● What is being asked:
An exact transcription of the listing, without its images, is what the answer must contain.

● Records supplied:
%%
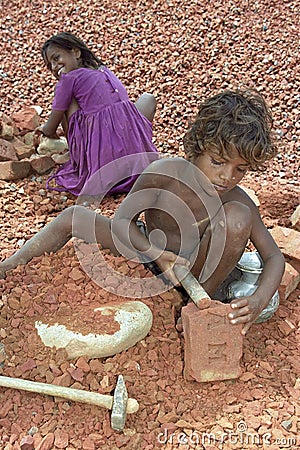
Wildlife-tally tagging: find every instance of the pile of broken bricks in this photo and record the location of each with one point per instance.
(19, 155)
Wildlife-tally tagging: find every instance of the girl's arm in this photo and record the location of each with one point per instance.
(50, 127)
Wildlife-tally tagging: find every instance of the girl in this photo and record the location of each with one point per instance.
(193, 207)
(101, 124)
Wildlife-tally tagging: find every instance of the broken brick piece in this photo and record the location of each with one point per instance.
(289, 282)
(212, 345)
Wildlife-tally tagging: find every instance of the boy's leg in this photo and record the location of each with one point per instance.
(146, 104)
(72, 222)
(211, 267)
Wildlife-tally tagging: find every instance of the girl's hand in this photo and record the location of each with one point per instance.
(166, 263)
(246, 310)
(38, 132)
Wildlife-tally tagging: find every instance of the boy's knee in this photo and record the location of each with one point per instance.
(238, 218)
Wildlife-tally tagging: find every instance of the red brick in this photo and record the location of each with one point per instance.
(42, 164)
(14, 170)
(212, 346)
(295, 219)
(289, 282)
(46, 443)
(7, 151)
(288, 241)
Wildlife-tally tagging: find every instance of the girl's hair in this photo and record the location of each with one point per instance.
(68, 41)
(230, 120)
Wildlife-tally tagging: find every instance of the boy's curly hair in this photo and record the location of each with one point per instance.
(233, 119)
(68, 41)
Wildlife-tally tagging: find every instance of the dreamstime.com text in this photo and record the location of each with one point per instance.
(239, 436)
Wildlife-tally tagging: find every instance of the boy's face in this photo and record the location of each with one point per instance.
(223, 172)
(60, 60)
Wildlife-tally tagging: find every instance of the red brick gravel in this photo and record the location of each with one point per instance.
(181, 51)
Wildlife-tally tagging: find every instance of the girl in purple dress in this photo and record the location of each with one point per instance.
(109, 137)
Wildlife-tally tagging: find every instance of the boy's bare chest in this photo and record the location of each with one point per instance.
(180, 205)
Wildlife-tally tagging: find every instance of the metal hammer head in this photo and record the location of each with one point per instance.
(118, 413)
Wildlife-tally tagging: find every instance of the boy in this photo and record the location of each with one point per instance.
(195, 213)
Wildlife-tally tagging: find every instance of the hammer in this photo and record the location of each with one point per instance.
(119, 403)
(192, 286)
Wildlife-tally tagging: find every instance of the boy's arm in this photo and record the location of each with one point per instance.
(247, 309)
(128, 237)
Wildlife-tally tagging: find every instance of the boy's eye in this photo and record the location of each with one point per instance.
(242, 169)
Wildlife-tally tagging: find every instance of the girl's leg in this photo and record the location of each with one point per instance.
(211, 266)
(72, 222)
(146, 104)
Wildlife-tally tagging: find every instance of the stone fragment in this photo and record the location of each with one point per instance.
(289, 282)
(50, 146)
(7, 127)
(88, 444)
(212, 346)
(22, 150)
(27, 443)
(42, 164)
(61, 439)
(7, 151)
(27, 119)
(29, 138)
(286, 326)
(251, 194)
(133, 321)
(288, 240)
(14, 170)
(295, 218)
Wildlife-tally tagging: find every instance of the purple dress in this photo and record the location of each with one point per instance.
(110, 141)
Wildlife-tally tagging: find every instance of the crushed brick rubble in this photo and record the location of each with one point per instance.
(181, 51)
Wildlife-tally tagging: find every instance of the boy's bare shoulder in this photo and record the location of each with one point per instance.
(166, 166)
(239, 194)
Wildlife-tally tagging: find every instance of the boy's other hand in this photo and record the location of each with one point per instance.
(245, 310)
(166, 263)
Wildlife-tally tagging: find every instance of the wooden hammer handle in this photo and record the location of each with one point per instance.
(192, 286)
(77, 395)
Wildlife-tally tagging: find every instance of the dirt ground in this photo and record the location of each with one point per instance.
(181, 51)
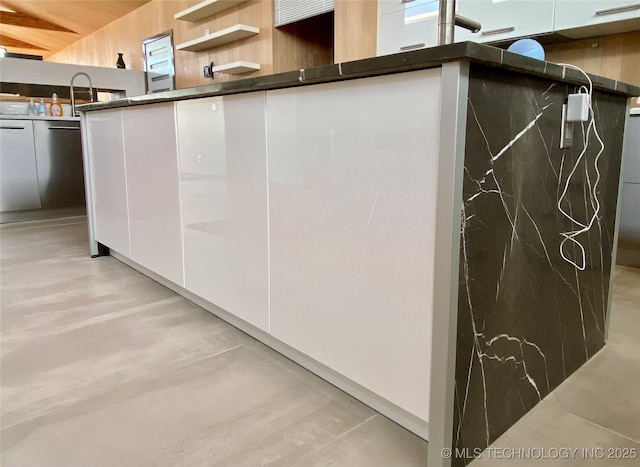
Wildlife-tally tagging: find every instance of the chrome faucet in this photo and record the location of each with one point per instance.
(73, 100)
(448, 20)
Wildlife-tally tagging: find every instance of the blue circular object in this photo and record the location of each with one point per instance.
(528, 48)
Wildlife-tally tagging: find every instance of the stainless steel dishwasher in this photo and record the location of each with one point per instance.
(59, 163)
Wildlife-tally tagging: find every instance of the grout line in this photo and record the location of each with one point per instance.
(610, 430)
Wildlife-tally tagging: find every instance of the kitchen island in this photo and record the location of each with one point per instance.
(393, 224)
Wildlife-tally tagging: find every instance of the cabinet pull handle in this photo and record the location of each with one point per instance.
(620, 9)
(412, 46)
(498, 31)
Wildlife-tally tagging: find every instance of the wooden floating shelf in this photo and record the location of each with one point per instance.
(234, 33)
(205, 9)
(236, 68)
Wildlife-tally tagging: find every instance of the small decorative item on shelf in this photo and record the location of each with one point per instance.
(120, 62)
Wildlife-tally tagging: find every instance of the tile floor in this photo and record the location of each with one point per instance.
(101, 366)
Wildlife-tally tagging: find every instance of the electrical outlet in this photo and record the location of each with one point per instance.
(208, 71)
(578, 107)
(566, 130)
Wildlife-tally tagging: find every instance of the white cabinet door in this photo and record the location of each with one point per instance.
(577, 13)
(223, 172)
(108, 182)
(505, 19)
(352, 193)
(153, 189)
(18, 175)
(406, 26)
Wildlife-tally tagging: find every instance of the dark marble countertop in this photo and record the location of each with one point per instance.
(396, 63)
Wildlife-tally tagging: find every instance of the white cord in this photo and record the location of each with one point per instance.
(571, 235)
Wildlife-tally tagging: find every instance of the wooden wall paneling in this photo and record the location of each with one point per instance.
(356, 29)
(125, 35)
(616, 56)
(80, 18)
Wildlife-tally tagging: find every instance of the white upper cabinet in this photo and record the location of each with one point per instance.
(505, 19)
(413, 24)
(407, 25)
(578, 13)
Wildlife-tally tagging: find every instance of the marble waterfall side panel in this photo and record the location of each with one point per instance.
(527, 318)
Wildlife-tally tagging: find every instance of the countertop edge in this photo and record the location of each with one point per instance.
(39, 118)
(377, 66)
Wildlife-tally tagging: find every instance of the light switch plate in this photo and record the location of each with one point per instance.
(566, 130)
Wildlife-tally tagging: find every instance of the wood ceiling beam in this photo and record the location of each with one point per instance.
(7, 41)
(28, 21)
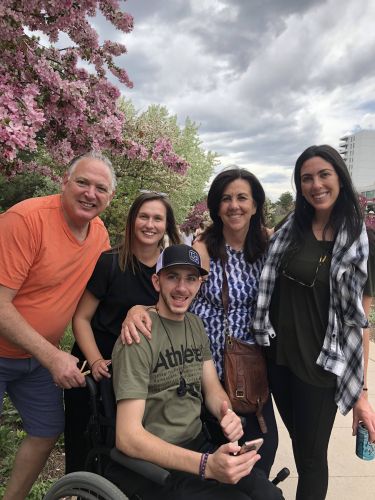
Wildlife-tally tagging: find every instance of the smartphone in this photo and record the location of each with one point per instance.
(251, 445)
%%
● Expected answer:
Wildlife-tally tagging: find every instance of the pile of broken bricks in this photo and record the location of each with one point per instance.
(19, 155)
Wildlife-tally tagging: find every instance of the girl's arm in this photo and record the location of each with one point per instance.
(50, 127)
Wildlife-tally tagging: find every instance of the girl in this photo and record the location of each with one point per instance.
(193, 207)
(101, 124)
Wildlife-tally tagging: find every instance of the broken brick piece in this photo and record the location of each with one point per instance.
(289, 282)
(212, 345)
Wildlife-tally tagging: find every instance of the boy's leg in this photo and record the location of each with one point per instance.
(146, 104)
(72, 222)
(211, 267)
Wildlife-tally tagging: find every instance of the girl's hand in this photo and record the location of each with one point per instance.
(166, 263)
(246, 310)
(38, 132)
Wildlife-tally tagging: find every instance of the boy's knee in this photo and record the location of each with one point per instance.
(238, 218)
Wildlife-tally tagging: find every instance of the red brick in this photo and record the location of each with one point per instance.
(42, 164)
(14, 170)
(212, 346)
(295, 219)
(289, 282)
(46, 443)
(7, 151)
(288, 241)
Wildlife-tally tagging: find every instance of the girl's hair in this photo and record the location of each with one point per instance.
(68, 41)
(230, 120)
Wildlife-tally tagging: find every instance of the boy's curly hair in this photo and record the location of each with one point per instance.
(233, 119)
(68, 41)
Wildlife-tally tagging: find every instance of the dreamstime.com text in this photo and record the location of each with one point per instance.
(239, 436)
Wildlife-tally tagging: find every instance of the boy's face in this photo and record the location of each with one point per instance.
(223, 172)
(60, 60)
Wildlife-tally tagging: find every instance of the red brick gravel in this photo and record the location of each with one point per instance.
(181, 51)
Wildlife-tally tagging: find every instance of the girl in purple dress in this photo and record the location of each with one point per instance.
(109, 137)
Wildlife-tally tagging: find every instance of the boy's bare chest in this photo and record the location of each with one point per instance.
(180, 205)
Wildlife-tally tagging: find every instance of the metal hammer head in this photo and record the location of each with one point per instance.
(118, 413)
Wildlife-tally tagging: find every instance of the boy in this photo and record the location of each with one point per instance.
(195, 213)
Wildlife-tally tagging: find every instance of the hammer in this photo and record the location of each with one point per instance.
(119, 403)
(192, 286)
Wildlife-tally tagging: find every instance of the boy's arm in this photo and record the location of each with one point per instance.
(247, 309)
(128, 237)
Wildlife-tally tagging: find every instance of the boy's eye in this photo and record the location of each with one point per instance.
(242, 169)
Wildlife-tally tagging: find every instance of the girl's leg in this photo and record the location of each with one point per instance.
(211, 266)
(72, 222)
(146, 104)
Wildlife-tally tagging: find every instance of the stone fragment in this photo and record the location of each with one point per instance.
(289, 282)
(50, 146)
(7, 127)
(88, 444)
(212, 346)
(22, 150)
(27, 443)
(42, 164)
(61, 439)
(7, 151)
(27, 119)
(29, 138)
(286, 326)
(251, 194)
(133, 321)
(288, 240)
(14, 170)
(295, 218)
Wildlife-tally tagging: find every instance of the purple dress in this photo and record the location of each with one point per instance.
(110, 141)
Wildlife-tally tagging: find every instance of the crushed brick rubble in this photo and record the location of each with one point per instance.
(181, 51)
Wildlife-tally tagging: find every instance of the boy's bare shoulder in this photo and record the location of each with one point per instance.
(166, 166)
(239, 194)
Wildlife-tally tagging: find every instance of the boy's other hand in this photo and record the location of each with one point per instance.
(245, 310)
(166, 263)
Wildlife-tally tagging: find every instance of the wooden hammer handle in this photo and record the location of each with one point per instance.
(192, 286)
(77, 395)
Wildlife-tally tagging: find every instance of the dirt ground in this photo and record the location of each with one point per instance.
(181, 51)
Wildlife-tally tagging: find every instance of the chrome faucet in this photo and record the location of each with one point per instance.
(73, 100)
(448, 20)
Wildlife-tally tagging: find every instance of the blue circular object in this photo and record the location of each with one point per instance.
(528, 48)
Wildlife-tally tagging: find every instance of the stainless steel dishwasher in this photo and record the location of each with one point per instance.
(59, 163)
Wildlife-tally tagging: find every instance of the grout line in this photo and record the location of each with one point per instance.
(610, 430)
Wildlife-tally tagging: find every instance of the kitchen island in this photo and record the location of each with one point per instance.
(393, 224)
Wildlife-tally tagging: find every instance of the cabinet pull handle in this photo and record the location of each with one point per instance.
(620, 9)
(412, 46)
(498, 31)
Wildlife-tally tagging: find every instance of the wooden floating shelf in this photo and record the location of each with one point per instance.
(234, 33)
(205, 9)
(236, 68)
Wildlife-tally tagging: find every instance of the small decorative item on shelf in this photo and record the location of each with one point per instance.
(120, 62)
Wildlife-tally tagging: find every instance of the tile floor in this photo and record the location of each with one point per instance.
(101, 366)
Wildlife-tally tagging: find every instance of the electrical outlet in this photo and record the location of each with one point per instance.
(208, 71)
(578, 107)
(566, 130)
Wildlife-tally tagging: find every instance of the white cabinet door in this photo and record the location of each with one point per instance.
(577, 13)
(223, 172)
(108, 182)
(505, 19)
(352, 193)
(153, 189)
(18, 175)
(406, 26)
Wildlife-tally tagging: find every instance of the dark marble countertop in this photo and record the location of each with one point per instance.
(396, 63)
Wildlife-tally tagging: find every instance of the white cord in this photo and record the location of each with one point per instance.
(571, 235)
Wildlife-tally tagging: find every instance of the wooden wall paneling in this photo and record the location of each with one point per instance.
(356, 29)
(125, 35)
(616, 56)
(80, 18)
Wildlife-tally tagging: find every instance of the white upper cabinet in this photo and record the location of each with one point per instance.
(505, 19)
(413, 24)
(407, 25)
(578, 13)
Wildlife-tally tagging: find every instance of the marble waterfall side panel in this photo and record the location of each with one point per instance.
(527, 318)
Wildlife-tally tagging: find every instance of the countertop edge in this photo and record the location of each with one point per instance.
(39, 118)
(377, 66)
Wildlife-tally tagging: find every instance of the light switch plate in this photo and record the location of each with one point per instance.
(566, 130)
Wildlife-tally tagging: find every instance of the wood ceiling beam in this photo and record the location of each with one point per instance.
(7, 41)
(28, 21)
Wildlife-tally tagging: find every instance of the smartphone in this photo and record the location of each with one point per instance.
(251, 445)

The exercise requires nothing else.